┌──

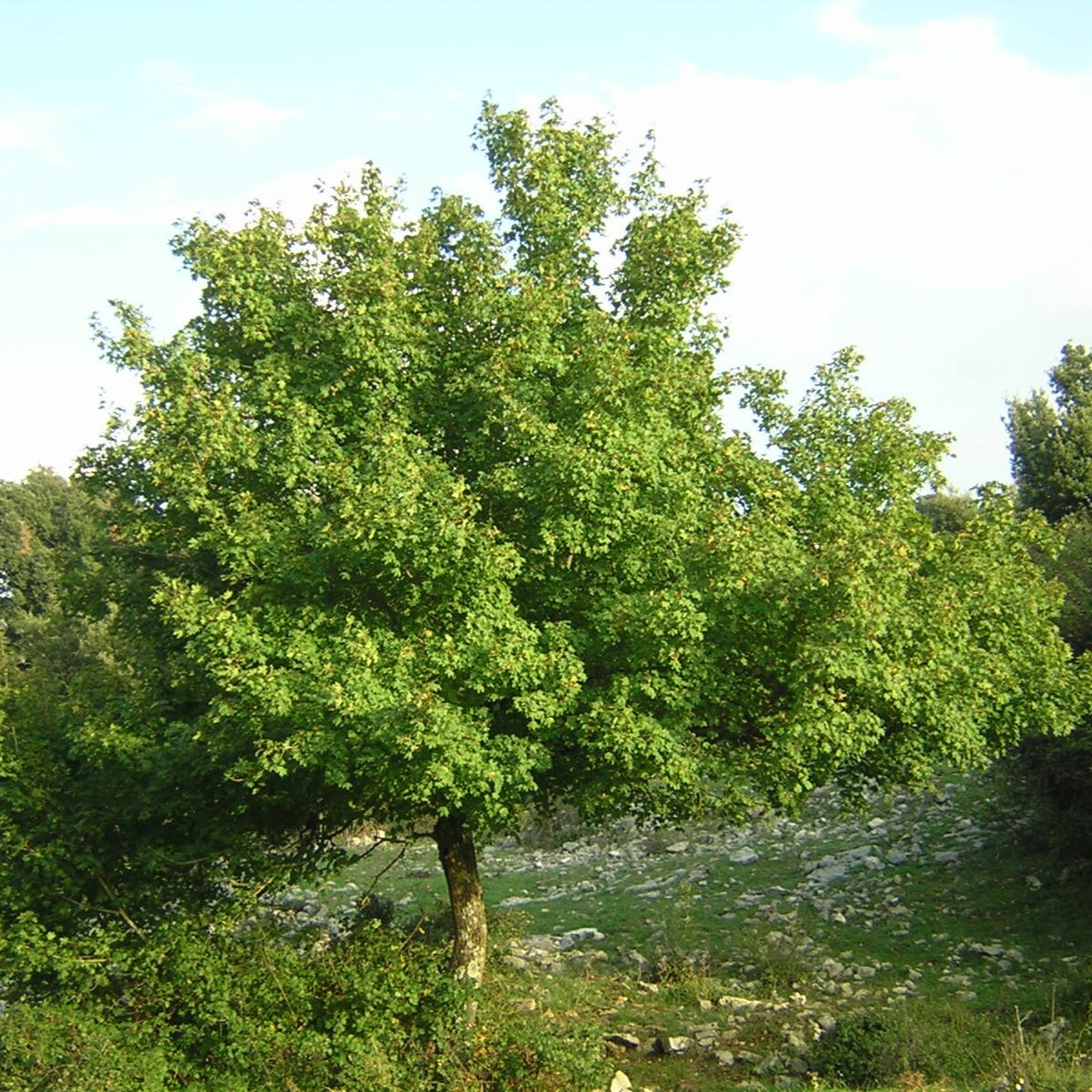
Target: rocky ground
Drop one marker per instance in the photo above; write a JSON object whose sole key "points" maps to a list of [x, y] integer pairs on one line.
{"points": [[747, 945]]}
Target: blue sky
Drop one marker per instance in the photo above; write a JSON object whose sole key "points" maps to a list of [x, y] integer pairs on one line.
{"points": [[911, 177]]}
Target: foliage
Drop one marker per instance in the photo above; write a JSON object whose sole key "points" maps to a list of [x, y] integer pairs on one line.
{"points": [[1052, 461], [949, 512], [1051, 440], [212, 1004], [430, 520], [936, 1040]]}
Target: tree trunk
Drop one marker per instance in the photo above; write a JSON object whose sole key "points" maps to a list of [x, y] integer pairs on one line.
{"points": [[464, 890]]}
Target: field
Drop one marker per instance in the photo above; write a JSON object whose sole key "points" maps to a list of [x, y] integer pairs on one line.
{"points": [[922, 938]]}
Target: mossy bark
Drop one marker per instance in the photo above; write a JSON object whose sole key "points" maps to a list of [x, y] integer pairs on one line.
{"points": [[459, 858]]}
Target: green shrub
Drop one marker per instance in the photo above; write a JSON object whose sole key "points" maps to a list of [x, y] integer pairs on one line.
{"points": [[937, 1038], [214, 1006]]}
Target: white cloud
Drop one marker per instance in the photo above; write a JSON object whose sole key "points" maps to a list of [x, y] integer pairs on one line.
{"points": [[228, 116], [932, 207], [32, 129], [238, 118]]}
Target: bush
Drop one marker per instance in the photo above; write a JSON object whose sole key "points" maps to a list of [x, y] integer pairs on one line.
{"points": [[938, 1040], [213, 1006]]}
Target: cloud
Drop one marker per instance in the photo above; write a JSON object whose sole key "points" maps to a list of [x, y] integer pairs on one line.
{"points": [[31, 129], [931, 206], [238, 118], [156, 203]]}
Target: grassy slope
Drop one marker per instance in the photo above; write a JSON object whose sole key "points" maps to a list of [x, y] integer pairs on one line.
{"points": [[926, 907]]}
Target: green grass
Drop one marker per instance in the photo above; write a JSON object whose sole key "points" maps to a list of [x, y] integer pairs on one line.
{"points": [[950, 949]]}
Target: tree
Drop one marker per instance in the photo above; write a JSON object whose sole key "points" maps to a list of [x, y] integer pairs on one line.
{"points": [[1051, 441], [441, 519]]}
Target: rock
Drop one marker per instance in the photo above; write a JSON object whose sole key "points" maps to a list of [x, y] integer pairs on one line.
{"points": [[707, 1036], [674, 1044], [572, 937]]}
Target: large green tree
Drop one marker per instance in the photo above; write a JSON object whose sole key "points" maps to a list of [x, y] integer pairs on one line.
{"points": [[1051, 440], [440, 518], [1051, 443]]}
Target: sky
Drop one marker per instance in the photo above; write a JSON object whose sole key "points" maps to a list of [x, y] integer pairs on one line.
{"points": [[911, 176]]}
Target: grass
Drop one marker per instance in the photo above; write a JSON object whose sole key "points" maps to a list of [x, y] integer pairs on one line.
{"points": [[920, 958]]}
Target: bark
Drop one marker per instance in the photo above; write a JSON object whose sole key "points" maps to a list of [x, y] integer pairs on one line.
{"points": [[456, 845]]}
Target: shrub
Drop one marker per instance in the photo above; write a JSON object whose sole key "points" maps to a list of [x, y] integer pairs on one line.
{"points": [[933, 1037]]}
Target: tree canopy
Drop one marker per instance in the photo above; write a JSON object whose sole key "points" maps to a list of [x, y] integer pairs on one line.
{"points": [[1051, 440], [431, 519]]}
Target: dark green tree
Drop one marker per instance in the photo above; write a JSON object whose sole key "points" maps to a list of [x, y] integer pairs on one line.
{"points": [[1051, 440], [434, 519]]}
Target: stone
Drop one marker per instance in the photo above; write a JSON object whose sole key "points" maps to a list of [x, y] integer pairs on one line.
{"points": [[572, 937], [674, 1044]]}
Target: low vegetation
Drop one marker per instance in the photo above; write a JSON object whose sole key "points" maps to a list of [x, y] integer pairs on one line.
{"points": [[954, 956]]}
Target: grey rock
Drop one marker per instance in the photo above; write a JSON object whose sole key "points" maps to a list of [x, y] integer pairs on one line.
{"points": [[620, 1082]]}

└──

### WHAT TO DO
Set down nothing but the lines from the one with "Target: stone" through the end of the records, keeping each line exactly as written and including both ends.

### EXERCISE ANSWER
Target: stone
Drop one marker per instance in the photo above; write a JSON object whose sole key "points" maps to a list of [x, y] integer pairs on one line.
{"points": [[572, 937], [674, 1044]]}
Target: low vegetation
Drop one marker per instance in the photo above; write a JSON object whose sole key "points" maps to a list of [x, y] integer pairs on one line.
{"points": [[954, 956]]}
Target: grey rock
Drop one marker per instance in the photo above; write a JSON object whose sole key "points" maps to a list of [x, y] integer pairs on one line.
{"points": [[620, 1082]]}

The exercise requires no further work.